**WHAT TO PRODUCE:**
Extract each line of the data below exactly as written.
** BEGIN EXTRACTED INFORMATION **
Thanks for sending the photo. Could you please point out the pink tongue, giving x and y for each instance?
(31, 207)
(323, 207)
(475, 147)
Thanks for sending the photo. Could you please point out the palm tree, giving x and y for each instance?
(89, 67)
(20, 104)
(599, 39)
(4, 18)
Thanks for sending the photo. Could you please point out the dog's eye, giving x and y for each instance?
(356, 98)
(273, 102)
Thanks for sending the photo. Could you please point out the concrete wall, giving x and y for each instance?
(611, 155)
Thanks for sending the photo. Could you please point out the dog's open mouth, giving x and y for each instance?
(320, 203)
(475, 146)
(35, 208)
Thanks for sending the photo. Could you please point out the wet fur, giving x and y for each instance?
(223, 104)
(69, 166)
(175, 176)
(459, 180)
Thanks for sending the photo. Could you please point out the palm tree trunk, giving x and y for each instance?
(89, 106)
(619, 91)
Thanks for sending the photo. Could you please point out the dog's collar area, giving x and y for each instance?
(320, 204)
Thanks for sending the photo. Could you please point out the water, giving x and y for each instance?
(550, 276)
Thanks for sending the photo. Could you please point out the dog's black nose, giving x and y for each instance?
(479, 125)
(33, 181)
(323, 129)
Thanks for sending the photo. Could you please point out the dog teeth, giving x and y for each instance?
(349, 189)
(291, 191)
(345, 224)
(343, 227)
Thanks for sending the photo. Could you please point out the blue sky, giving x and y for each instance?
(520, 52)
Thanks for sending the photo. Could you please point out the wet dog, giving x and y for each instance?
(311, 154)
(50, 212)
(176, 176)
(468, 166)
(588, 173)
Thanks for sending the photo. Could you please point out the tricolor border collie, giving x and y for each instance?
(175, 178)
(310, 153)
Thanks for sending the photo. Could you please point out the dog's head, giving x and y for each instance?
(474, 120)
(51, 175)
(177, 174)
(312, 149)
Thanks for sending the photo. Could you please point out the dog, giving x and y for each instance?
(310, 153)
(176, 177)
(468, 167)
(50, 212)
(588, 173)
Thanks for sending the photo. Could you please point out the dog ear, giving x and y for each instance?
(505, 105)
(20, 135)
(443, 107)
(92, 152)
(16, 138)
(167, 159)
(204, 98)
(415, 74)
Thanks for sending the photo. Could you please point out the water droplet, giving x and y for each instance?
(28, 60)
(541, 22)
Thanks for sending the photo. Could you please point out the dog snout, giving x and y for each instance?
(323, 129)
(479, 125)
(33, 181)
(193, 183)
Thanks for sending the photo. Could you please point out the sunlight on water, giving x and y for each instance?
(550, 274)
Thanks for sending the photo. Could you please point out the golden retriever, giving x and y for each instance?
** END EXTRACTED INFORMATION **
**EXERCISE ANSWER:**
Thanks for sending the photo. Could you please point out the pink tongue, giving x and y for each instance?
(31, 207)
(323, 207)
(475, 147)
Thanks for sending the photo. Could you please point out the palm tree, giving x and y for each instance?
(89, 67)
(20, 104)
(599, 39)
(4, 18)
Thanks for sending the photo. Could you please point out the dog's eye, giving x and y for each instance?
(356, 98)
(273, 102)
Thanks for sending the photo. Could you please point out the concrete wall, giving x and y for each instance?
(611, 155)
Thanks for sending the photo. Could you please point out the dog's open mouth, giving x and y for each instance?
(320, 203)
(475, 146)
(35, 208)
Thanks for sending the photo. Could you please point out the wet fur, giving x and y for each instance?
(223, 104)
(69, 166)
(175, 176)
(459, 180)
Thanks for sending the photo. Could you please point out the palm tree trunk, giving x and y for each instance?
(89, 106)
(619, 91)
Thanks for sending the photo. Could you please point out the dog's collar area, giving x and y for each instance?
(320, 204)
Thanks for sending the photo. Could you please point out the water, giving x and y for each instance?
(550, 276)
Thanks for sending the photo. Could you please point out the dog's black nose, giving x and y for each instance?
(479, 125)
(33, 181)
(323, 129)
Thanks for sending the photo. Could you please point out the dog teeth, giving x and y for each instance?
(349, 189)
(291, 191)
(345, 224)
(343, 227)
Thanks for sending the photo. Could you please point out the blue sky, giving x and y for each instance?
(520, 52)
Thanks for sending the photo. Could you please point out the wet dog, giving x and y for each instance?
(311, 154)
(50, 212)
(176, 176)
(468, 166)
(588, 173)
Thanks for sending the photo. Could you please point out the tricolor border collie, giving x and y for each instance?
(175, 178)
(310, 153)
Thanks for sending the photo. Could you please point out the dog's head, giving x and y for each instance?
(474, 120)
(51, 175)
(177, 174)
(312, 149)
Thanks for sending the photo. Could you please point out the dog, giving x and y for each instance?
(310, 153)
(176, 177)
(468, 167)
(50, 212)
(588, 173)
Thanks for sending the photo. Could you please point out the dog ear, giving x and y for each instance?
(505, 105)
(20, 135)
(443, 107)
(92, 152)
(16, 138)
(167, 159)
(204, 98)
(415, 74)
Thanks for sending the photo. Could you please point out the water droplet, giving x and y for each instance?
(28, 60)
(541, 22)
Thanks for sending the photo. Could you please point out the dog snout, giving x and y for each instance?
(323, 129)
(479, 125)
(33, 181)
(193, 183)
Thanks for sending the photo. Could you please point out the sunlight on water, giving x and y for each instance?
(550, 274)
Thanks for sending the photo. Could you please point out the golden retriever, giving x and y for each instance?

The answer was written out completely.